Records shown:
** BEGIN **

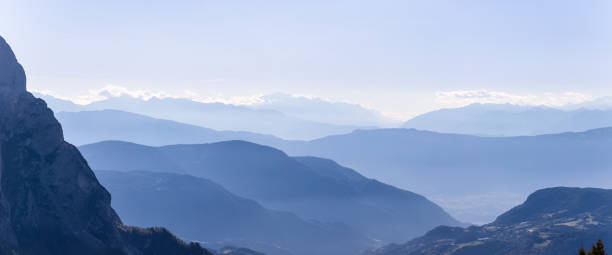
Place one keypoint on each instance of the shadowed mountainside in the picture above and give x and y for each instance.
(551, 221)
(198, 209)
(50, 201)
(280, 182)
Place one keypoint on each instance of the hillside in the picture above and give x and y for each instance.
(280, 182)
(198, 209)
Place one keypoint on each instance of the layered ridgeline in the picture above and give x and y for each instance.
(512, 120)
(551, 221)
(447, 168)
(217, 116)
(312, 188)
(199, 209)
(50, 201)
(87, 127)
(475, 178)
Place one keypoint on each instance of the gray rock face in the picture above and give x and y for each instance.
(552, 221)
(12, 75)
(50, 200)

** END **

Short problem: Arrange every line of the records above as a numbered list, skipping blank lines and leaving out the pictures.

Task answer:
1. Place one keypoint on each instance of the shadowed mountainside in the picture above and give x and y for each instance.
2. (551, 221)
3. (198, 209)
4. (50, 201)
5. (280, 182)
6. Place one keypoint on each instance of the hillside in the picture above and give x and y for each instance.
7. (280, 182)
8. (198, 209)
9. Place one keypoint on each instance of the layered ridgeline in the picture above and give x and y for each instance.
10. (512, 120)
11. (551, 221)
12. (447, 168)
13. (217, 116)
14. (312, 188)
15. (199, 209)
16. (50, 201)
17. (87, 127)
18. (475, 178)
19. Place one keypoint on each instance of the gray rock face in the picture above and give x and y for each instance.
20. (552, 221)
21. (12, 75)
22. (50, 200)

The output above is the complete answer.